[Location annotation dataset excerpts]
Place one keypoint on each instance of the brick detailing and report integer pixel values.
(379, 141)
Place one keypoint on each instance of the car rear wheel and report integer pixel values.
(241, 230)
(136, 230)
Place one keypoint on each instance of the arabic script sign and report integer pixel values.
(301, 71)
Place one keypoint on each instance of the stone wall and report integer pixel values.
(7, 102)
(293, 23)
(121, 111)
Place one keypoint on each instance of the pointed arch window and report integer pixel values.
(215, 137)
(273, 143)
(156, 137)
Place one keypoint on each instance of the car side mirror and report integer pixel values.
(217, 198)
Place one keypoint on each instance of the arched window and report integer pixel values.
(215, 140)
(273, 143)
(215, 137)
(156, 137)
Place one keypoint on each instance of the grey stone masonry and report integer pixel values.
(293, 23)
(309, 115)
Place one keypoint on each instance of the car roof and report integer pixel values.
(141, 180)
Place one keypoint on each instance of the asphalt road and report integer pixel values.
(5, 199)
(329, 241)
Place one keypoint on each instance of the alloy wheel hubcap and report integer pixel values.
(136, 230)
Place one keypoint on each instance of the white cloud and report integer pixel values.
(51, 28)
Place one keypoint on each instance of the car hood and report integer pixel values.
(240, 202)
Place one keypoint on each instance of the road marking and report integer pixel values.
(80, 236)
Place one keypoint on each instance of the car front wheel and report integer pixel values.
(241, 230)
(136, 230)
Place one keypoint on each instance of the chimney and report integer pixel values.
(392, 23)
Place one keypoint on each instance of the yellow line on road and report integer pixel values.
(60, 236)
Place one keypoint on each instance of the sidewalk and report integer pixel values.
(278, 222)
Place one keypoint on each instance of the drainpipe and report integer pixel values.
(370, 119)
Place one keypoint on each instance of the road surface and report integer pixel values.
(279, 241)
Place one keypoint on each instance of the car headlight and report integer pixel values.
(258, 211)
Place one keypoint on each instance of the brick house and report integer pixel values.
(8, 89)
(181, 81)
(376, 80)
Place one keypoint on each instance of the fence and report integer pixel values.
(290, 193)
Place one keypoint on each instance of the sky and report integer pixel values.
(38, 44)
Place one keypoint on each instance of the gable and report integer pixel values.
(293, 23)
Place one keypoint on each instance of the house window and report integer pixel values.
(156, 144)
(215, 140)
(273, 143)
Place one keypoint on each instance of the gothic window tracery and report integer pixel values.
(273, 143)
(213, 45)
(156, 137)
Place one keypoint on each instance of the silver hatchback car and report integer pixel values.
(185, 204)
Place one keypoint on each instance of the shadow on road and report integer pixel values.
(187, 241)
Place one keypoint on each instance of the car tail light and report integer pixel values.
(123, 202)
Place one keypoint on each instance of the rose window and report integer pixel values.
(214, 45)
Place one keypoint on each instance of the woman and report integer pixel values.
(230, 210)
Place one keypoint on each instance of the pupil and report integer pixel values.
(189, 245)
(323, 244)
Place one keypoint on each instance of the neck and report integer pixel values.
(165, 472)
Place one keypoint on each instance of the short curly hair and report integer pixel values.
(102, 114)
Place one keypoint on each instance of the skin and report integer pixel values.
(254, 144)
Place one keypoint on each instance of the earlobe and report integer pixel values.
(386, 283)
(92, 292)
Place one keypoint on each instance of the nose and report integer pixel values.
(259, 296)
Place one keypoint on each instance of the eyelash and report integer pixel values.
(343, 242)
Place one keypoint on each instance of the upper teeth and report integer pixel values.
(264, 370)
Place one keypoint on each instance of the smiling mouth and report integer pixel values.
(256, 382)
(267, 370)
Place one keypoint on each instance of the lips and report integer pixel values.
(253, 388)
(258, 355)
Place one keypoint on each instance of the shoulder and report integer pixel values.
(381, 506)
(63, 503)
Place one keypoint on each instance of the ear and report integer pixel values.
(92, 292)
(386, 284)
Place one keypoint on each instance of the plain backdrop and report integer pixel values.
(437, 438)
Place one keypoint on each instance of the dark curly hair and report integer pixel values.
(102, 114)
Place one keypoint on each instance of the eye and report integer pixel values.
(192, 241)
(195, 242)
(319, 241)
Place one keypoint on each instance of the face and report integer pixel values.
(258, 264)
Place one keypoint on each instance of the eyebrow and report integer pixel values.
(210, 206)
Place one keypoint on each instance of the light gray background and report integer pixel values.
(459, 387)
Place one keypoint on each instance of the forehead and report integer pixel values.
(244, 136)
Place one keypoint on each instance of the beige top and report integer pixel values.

*EXERCISE BRIEF*
Rewrite every line of the material from the line containing "Place one keypoint on each instance of the ear and" through the end, shifting each coordinate value up by 28 and leaving all other lines as they stand.

*SOLUTION TO THIS PROBLEM*
Place one keypoint on each instance of the ear and report integer pixel values.
(120, 320)
(414, 312)
Place one keypoint on each instance of the plain backdrop and report integer pixel values.
(465, 466)
Place one keypoint on each instance of the dark curly hair and report integer pixel values.
(130, 142)
Place one keypoint on each instance of the eye and report integer pixel values.
(220, 269)
(223, 270)
(347, 269)
Place one keypoint on each instance of the face and report integer pixel values.
(286, 292)
Place one keypoint on each instance of the eyebrow and report integer pixel values.
(238, 234)
Place one keypoint on each instance of the light gray background and report integer pixel values.
(487, 415)
Place one keypoint on each instance of the forehead and report integer pixel values.
(272, 164)
Place one keypoint on each instance of the beige top and report integer pixel values.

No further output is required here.